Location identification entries
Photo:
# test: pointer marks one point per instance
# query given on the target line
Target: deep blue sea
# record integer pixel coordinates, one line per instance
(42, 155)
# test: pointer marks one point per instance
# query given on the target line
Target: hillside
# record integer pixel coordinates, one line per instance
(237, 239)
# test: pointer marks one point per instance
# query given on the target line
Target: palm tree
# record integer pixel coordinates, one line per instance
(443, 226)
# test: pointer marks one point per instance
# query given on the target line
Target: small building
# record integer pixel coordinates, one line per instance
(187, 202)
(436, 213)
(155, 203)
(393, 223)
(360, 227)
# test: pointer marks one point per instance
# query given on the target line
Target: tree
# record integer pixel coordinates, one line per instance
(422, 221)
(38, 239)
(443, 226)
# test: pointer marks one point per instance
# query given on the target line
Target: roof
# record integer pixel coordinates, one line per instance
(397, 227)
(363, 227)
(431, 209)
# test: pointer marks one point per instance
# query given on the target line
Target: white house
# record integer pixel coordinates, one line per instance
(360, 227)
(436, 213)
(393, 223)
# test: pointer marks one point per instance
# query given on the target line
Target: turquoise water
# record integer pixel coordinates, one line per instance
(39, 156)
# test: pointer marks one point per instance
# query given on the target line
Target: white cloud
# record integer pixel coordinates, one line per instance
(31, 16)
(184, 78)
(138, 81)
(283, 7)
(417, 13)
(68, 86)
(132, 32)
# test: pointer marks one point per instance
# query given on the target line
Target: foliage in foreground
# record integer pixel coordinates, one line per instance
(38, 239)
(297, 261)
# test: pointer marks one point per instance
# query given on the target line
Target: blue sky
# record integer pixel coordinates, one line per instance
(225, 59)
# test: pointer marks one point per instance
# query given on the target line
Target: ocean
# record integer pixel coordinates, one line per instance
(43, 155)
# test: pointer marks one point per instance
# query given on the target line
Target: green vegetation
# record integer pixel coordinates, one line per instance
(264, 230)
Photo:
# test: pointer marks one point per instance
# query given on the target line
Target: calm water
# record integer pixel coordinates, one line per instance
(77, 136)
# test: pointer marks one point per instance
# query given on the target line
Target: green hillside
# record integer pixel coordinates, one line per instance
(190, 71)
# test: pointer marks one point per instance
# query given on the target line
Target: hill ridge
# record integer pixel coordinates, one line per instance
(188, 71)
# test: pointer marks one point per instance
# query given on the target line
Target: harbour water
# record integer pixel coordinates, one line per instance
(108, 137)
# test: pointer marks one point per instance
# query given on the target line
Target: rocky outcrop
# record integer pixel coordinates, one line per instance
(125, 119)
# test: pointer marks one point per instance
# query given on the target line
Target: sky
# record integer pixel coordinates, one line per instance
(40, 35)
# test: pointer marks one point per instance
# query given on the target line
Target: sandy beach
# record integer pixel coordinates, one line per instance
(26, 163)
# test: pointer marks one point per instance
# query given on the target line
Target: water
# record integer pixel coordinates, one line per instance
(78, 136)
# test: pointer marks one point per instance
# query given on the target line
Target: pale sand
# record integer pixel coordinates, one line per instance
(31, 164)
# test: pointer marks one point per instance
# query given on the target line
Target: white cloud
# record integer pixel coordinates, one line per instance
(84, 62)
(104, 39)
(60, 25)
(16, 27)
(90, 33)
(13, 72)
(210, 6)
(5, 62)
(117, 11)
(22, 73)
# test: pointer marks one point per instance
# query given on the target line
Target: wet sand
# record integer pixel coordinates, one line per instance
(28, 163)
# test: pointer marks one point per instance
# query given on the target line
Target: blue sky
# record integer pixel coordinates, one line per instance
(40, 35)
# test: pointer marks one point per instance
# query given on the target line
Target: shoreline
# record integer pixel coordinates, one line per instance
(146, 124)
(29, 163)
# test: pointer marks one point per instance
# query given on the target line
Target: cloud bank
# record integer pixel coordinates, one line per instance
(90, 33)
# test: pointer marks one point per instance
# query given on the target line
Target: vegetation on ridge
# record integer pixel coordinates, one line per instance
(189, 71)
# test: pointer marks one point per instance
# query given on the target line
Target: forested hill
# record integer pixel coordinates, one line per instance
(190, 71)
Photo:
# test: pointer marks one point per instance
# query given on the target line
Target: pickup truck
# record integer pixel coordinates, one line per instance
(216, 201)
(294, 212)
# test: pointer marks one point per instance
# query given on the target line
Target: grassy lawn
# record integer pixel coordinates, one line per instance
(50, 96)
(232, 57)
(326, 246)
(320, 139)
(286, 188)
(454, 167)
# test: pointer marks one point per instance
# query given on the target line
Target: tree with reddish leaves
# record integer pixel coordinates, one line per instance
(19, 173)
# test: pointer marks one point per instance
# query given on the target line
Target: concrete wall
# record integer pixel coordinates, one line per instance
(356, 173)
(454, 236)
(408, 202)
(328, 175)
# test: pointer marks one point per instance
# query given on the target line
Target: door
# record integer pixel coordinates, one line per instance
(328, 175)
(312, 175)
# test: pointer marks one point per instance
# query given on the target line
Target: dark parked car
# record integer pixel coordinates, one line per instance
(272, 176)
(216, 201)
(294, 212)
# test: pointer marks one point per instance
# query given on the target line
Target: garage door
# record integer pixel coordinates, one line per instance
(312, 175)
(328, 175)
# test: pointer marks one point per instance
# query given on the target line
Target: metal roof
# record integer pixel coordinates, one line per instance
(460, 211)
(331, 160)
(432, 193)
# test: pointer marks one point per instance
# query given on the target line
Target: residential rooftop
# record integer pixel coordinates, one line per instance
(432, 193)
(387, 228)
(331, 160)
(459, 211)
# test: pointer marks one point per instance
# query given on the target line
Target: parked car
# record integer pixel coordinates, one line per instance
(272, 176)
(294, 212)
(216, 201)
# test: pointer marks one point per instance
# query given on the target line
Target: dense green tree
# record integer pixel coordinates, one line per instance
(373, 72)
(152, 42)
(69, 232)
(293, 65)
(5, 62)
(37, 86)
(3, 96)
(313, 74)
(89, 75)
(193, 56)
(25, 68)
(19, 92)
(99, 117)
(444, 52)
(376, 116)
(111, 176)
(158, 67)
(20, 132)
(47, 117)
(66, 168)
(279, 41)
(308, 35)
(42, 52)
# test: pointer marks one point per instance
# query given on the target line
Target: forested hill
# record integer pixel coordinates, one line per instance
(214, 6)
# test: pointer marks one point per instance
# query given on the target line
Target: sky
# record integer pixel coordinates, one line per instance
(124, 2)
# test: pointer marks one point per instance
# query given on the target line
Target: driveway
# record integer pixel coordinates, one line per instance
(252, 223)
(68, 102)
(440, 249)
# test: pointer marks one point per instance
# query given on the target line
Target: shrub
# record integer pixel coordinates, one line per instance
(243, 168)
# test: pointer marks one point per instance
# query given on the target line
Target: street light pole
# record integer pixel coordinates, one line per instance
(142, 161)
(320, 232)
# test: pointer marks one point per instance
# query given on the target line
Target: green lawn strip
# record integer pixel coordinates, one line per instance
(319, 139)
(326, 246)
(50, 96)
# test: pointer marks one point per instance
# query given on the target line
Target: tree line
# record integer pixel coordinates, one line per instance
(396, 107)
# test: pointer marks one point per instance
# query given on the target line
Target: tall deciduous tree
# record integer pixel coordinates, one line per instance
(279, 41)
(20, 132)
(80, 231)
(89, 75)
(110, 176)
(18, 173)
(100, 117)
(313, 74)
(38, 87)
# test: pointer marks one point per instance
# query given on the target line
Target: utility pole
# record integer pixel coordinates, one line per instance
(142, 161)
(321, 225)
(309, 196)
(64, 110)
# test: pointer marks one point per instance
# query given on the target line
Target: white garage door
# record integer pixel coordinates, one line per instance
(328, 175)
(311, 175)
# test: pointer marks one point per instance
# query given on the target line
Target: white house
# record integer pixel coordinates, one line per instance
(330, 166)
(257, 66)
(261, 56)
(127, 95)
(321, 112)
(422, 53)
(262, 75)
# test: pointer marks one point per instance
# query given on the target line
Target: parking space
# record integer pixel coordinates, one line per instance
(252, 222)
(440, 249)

Request:
Which lines of the entries contain the string "ridge"? Pick out and copy each such line, treating uppercase and lowercase as different.

Task result:
Target: hill ridge
Target: vegetation on ridge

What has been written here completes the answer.